→ **Excerpt to read**:
__________________________________________________

Way back in 2006 — volume 41, number 8, August/September issue of Gas Engine Magazine –I posted an article on Flint & Walling Engines that didn’t answer a lot of questions and may have accidentally added some confusion. Fourteen years later, I hope to rectify that issue. 

Flint & Walling is best known for its windmills and water pumps. They also offered steam and gas engines at a time before electricity was available in most areas. Engines started back in 1892 in catalog No. 27 when they first offered the Daisy Steam Engine. In catalog No. 42, dated 1901, they introduced the Charter gas engine of Sterling, Illinois. Flint & Walling specifically named the manufacturers of these engines. It seems that when they used the manufacturer’s name in their description they were not allowed to re-tag. I know of no Charter engines tagged Flint & Walling.

A close-up of a tag on a red engine

Alamo and Woodpecker engines

close-up of a red engine with a badge

Moving forward to catalog No. 54 and pamphlet No. 66, dated 1908, Flint & Walling introduces the Alamo vertical engine in 2, 3 and 6hp, also the 9, 12 and 15hp horizontal. Alamo manufactured engines for many “approved agents” where we find the name “Hoosier” as an agent. Hoosier was a trade name used by Flint & Walling. Alamo allowed agents to re-tag their engines as long as it had the horsepower and serial number that matched the number on the engine. You did not need to list the Alamo name, however, some agents did. Therefore, we find these engines tagged “Hoosier/Flint & Walling.” About 1910, Alamo apparently starts to produce smaller horizontal engines in 1-½, 2 and 3hp, and Hoosier/Flint & Walling adopts these into their line.

red engine with badge outside

The 1-½ hp was known as the “Hoosier Jr., Always ready, fast and steady,” and it runs counter-clockwise. These engines were listed until around the end of 1913. Catalog No. 77, dated 1912, offers the 3 and 6hp verticals and 5, 7, 9, 12 and 15hp horizontals. We do know at some point they offered a 2 and 3hp horizontal because we have a 2hp in our collection that I know was sold in 1911, serial No. 11618, and I have pictures of a 3hp tagged “Hoosier/Flint & Walling.” Also, in catalog No. 87, undated, they offer a 2-½, 4-½, and 6-½ hp horizontal.

A red gas engine in sunlight

Pamphlet No. 98, undated, and catalog No. 100, dated 1915, Flint & Walling introduces the Woodpecker style engine. Once again, Woodpecker manufactured engines for approved agents and they could re-tag them with their name. I found no requirements for the tag, but most have the serial number and the speed. I have seen early tags on the 1½hp that also had “Type KBB” on them, which is a model designation for Woodpecker. On our 3hp, it also has the horsepower stamped on the tag. These engines were offered in 1-½, 3, 4, 6, 8, 10, 12, 15, 20 and 25hp. The early engines were dark green, then they changed to a lighter hunter green. Green was the common color of Woodpecker; however, it has been noted by John “Woodpecker” Smith and Lawrence Fuller that Woodpecker would paint them to a requested color for agents.

__________________________________________________

[Data records]
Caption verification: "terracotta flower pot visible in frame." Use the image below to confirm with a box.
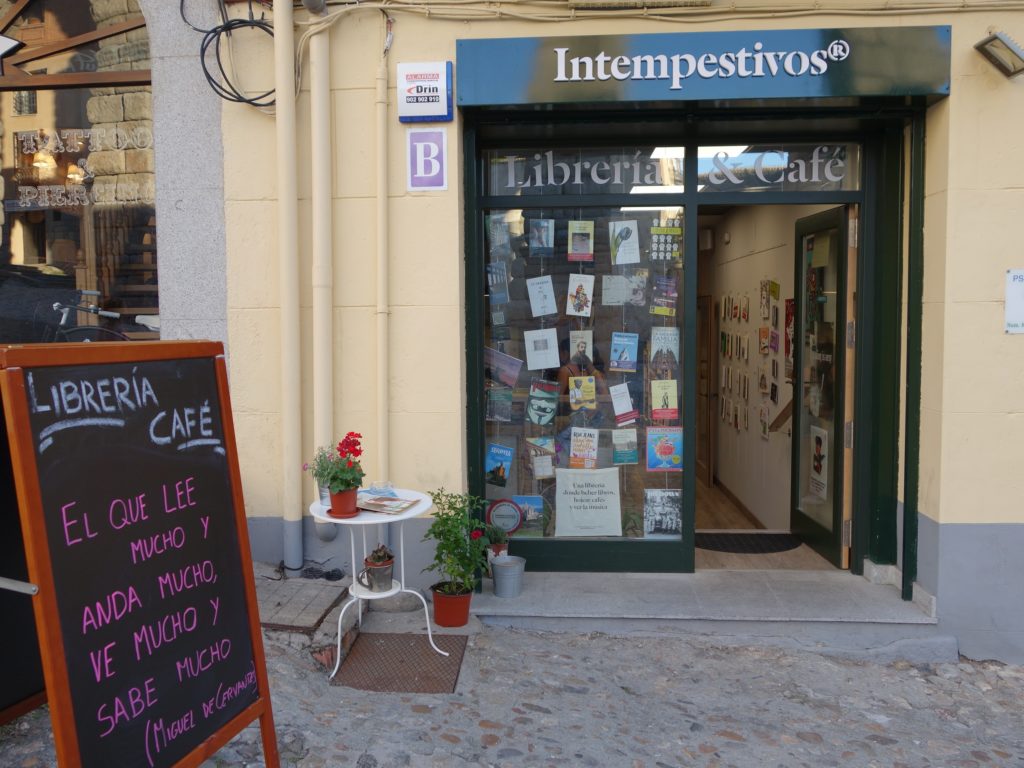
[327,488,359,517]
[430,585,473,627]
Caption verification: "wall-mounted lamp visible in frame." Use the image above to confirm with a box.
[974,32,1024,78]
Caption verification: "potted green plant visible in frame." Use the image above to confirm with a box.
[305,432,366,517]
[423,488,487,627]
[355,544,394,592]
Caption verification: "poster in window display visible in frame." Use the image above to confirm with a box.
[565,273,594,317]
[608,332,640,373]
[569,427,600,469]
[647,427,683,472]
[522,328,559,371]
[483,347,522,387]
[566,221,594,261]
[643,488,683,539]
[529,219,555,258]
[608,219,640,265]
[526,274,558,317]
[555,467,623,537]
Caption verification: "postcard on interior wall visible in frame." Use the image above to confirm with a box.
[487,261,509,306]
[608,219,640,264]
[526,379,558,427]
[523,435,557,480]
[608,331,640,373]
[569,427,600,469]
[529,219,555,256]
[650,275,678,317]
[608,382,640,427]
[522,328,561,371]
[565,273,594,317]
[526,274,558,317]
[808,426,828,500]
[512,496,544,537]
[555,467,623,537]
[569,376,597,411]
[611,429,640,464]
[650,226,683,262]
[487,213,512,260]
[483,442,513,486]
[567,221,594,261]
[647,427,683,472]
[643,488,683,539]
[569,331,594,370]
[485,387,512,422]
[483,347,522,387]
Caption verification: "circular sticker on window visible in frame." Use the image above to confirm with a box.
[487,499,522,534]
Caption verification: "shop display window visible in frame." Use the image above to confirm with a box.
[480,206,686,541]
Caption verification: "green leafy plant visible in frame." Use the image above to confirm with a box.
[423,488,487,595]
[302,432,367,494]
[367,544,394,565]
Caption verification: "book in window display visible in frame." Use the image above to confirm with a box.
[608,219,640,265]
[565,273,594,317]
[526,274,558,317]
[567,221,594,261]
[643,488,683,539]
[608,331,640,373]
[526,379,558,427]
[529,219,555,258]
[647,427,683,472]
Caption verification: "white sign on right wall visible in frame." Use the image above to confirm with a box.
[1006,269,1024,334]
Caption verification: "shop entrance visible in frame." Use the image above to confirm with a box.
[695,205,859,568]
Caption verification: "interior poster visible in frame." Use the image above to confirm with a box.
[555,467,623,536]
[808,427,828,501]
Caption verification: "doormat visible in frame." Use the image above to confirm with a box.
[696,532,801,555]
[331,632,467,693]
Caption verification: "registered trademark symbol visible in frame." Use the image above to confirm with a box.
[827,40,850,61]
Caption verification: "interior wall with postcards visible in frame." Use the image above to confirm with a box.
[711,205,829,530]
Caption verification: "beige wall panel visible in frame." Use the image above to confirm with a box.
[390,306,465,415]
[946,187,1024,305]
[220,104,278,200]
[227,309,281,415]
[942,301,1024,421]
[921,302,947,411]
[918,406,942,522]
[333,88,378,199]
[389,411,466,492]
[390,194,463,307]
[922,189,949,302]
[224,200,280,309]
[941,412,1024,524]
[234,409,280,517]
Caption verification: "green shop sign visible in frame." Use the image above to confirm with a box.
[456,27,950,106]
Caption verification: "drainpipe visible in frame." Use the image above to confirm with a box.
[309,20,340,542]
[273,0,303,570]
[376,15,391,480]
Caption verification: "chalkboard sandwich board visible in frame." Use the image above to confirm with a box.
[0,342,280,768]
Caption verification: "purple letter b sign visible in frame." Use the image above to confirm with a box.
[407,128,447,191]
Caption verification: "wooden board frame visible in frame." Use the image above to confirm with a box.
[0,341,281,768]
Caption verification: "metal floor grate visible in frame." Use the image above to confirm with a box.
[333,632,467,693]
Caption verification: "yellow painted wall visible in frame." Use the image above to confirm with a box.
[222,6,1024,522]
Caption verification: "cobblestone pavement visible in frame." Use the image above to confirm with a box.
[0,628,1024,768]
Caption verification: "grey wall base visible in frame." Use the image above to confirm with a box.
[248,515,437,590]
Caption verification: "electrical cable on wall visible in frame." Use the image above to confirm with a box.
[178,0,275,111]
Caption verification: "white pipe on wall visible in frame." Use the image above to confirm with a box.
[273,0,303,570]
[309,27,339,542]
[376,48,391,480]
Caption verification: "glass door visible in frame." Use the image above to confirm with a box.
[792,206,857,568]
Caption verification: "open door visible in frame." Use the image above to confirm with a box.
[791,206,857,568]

__________________________________________________

→ **Short task**:
Extract the passage of the Flint & Walling engines article from "Pamphlet No. 98, undated, and" to "color for agents.". The data is not needed to carry out the task.

→ **Response to the exercise**:
Pamphlet No. 98, undated, and catalog No. 100, dated 1915, Flint & Walling introduces the Woodpecker style engine. Once again, Woodpecker manufactured engines for approved agents and they could re-tag them with their name. I found no requirements for the tag, but most have the serial number and the speed. I have seen early tags on the 1½hp that also had “Type KBB” on them, which is a model designation for Woodpecker. On our 3hp, it also has the horsepower stamped on the tag. These engines were offered in 1-½, 3, 4, 6, 8, 10, 12, 15, 20 and 25hp. The early engines were dark green, then they changed to a lighter hunter green. Green was the common color of Woodpecker; however, it has been noted by John “Woodpecker” Smith and Lawrence Fuller that Woodpecker would paint them to a requested color for agents.